[Required work]
Extract the entries below verbatim, from their first line through the line containing "point(223, 405)". Reproduce nothing past that line.

[Information provided]

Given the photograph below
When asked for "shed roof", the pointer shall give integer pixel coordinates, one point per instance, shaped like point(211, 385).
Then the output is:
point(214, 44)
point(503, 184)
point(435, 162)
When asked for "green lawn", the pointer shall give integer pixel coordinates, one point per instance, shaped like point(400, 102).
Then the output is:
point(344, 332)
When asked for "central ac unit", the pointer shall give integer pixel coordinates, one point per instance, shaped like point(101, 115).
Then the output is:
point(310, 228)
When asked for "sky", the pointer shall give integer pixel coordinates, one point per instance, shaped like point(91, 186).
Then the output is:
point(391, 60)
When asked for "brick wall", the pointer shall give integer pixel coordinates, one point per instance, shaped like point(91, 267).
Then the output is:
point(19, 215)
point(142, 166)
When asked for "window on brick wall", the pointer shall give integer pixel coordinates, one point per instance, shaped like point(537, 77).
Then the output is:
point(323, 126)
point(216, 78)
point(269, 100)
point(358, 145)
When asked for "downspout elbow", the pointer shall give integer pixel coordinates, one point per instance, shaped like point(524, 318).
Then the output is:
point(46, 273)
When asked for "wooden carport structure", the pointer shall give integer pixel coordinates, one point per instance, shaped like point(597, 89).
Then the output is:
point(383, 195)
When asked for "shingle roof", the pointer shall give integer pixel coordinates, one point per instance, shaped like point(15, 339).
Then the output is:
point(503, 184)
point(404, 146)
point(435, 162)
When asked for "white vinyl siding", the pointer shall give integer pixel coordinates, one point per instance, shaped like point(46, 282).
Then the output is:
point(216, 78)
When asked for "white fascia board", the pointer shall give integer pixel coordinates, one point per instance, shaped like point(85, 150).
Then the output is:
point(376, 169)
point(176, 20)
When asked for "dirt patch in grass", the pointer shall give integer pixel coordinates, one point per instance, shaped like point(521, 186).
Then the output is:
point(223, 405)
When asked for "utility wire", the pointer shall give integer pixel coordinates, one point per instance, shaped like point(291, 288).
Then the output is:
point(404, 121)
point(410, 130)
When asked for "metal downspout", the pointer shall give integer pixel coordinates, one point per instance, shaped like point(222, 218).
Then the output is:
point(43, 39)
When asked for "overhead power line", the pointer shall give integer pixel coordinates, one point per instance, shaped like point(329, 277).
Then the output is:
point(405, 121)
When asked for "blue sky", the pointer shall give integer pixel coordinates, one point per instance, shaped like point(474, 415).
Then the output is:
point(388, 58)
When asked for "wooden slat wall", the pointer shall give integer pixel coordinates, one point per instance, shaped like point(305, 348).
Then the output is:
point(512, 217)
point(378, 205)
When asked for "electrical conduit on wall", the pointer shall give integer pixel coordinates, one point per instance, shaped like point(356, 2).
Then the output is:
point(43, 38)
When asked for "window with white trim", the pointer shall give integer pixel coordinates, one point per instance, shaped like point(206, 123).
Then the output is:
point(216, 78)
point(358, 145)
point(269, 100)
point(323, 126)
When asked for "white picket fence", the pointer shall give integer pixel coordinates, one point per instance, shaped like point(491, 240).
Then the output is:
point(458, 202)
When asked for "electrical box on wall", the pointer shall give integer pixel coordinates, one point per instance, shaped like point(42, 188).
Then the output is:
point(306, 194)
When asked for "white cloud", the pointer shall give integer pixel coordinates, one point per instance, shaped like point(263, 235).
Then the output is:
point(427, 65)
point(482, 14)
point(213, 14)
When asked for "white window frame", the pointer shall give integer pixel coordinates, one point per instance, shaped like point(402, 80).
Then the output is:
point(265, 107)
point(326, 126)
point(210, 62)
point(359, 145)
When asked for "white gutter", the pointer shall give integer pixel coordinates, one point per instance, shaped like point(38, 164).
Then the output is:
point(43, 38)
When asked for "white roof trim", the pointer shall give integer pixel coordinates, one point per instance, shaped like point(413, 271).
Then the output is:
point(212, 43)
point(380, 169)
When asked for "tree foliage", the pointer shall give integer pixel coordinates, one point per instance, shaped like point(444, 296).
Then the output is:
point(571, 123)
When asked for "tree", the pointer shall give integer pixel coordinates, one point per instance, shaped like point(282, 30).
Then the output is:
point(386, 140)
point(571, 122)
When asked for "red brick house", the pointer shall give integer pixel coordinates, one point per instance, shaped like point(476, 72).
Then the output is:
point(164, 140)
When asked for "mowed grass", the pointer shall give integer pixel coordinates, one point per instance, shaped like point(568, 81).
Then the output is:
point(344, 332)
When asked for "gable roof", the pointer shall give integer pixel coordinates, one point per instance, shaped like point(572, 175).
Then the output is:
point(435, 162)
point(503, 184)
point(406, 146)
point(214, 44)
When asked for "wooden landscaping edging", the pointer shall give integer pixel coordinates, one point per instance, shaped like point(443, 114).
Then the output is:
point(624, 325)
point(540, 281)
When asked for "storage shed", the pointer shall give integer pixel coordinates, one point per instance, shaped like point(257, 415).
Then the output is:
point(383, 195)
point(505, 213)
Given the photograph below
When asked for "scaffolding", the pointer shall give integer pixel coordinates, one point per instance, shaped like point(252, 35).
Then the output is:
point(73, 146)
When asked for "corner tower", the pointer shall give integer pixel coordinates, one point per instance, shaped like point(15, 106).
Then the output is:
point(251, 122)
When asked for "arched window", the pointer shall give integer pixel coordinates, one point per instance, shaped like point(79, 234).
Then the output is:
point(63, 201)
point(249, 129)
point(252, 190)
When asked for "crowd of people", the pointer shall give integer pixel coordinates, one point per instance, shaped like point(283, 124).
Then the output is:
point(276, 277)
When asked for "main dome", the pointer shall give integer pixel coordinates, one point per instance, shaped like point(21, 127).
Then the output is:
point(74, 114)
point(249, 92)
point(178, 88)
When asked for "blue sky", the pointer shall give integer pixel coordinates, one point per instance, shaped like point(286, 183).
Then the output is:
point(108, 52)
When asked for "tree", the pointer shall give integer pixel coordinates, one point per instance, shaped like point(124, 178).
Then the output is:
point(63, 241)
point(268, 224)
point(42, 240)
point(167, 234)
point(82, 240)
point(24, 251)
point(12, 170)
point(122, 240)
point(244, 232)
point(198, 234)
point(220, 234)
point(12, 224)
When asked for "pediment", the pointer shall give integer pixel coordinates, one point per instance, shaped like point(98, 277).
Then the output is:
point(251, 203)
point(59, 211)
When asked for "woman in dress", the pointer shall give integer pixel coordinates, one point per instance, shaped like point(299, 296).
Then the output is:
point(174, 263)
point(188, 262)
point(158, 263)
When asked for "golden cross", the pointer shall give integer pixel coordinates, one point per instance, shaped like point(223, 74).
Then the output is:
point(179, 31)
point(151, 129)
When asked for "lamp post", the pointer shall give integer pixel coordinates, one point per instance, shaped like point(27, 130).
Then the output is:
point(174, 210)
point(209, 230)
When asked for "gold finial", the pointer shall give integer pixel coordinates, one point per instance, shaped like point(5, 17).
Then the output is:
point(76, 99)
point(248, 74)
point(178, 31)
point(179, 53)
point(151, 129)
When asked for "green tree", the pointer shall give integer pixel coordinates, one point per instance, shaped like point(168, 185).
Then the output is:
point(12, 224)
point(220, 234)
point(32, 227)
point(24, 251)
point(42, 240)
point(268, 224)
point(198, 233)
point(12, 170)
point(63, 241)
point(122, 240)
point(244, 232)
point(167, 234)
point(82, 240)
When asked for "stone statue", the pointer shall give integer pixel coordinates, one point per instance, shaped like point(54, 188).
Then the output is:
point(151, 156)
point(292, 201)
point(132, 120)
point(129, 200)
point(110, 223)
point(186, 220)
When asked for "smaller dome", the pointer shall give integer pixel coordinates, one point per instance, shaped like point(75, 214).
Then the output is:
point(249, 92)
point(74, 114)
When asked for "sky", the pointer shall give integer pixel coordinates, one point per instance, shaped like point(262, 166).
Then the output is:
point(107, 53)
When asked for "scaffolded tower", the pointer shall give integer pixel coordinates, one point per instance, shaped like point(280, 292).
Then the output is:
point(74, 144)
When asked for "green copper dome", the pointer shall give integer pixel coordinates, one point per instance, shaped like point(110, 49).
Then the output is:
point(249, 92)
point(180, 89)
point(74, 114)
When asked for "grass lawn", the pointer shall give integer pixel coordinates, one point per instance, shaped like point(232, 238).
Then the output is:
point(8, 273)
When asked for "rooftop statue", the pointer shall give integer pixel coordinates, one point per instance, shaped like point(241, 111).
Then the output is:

[Correct response]
Given the photograph below
When asked for "shed roof", the pointer shall give integer pixel coordinates, one point per instance, shaped like point(211, 385).
Then the output is:
point(214, 44)
point(503, 184)
point(435, 162)
When asked for "green lawn", the pointer shall give integer pixel coordinates, one point per instance, shaped like point(400, 102).
Then the output is:
point(344, 332)
When asked for "central ac unit", the pointer shall give integer pixel coordinates, one point per instance, shaped like point(101, 115).
Then the output is:
point(310, 228)
When asked for "sky", the pointer shall give integer pixel coordinates, one point per instance, shaped like point(91, 186).
Then the output is:
point(391, 60)
When asked for "brick wall", the pointer shall give integer pixel coordinates, one point per instance, shaped like point(91, 267).
Then the output is:
point(19, 215)
point(142, 166)
When asked for "window on brick wall", the pointer shall give integer pixel coordinates, one point per instance, shaped like point(537, 77).
Then the output is:
point(323, 126)
point(216, 78)
point(269, 100)
point(358, 145)
When asked for "downspout elbow", the pointer shall give integer pixel coordinates, one point per instance, shaped like point(524, 318).
Then the output is:
point(46, 273)
When asked for "wooden carport structure", the pointer shall give integer pixel coordinates, one point per instance, shaped like point(597, 89).
Then the output is:
point(383, 195)
When asked for "shingle roof", the pointer shall give integer pixel coordinates, one point per instance, shaped like point(15, 339).
Then the output is:
point(503, 184)
point(404, 146)
point(435, 162)
When asked for "white vinyl siding", the pointer shall give integer pixel coordinates, one point per instance, shaped like point(46, 282).
Then the output is:
point(216, 78)
When asked for "white fascia board", the pointer shall give integer pixel coordinates, one point per instance, shaped like point(85, 150).
Then the output is:
point(376, 169)
point(176, 20)
When asked for "dirt patch in grass", the pointer shall give integer pixel coordinates, one point per instance, shaped like point(521, 186).
Then the output is:
point(223, 405)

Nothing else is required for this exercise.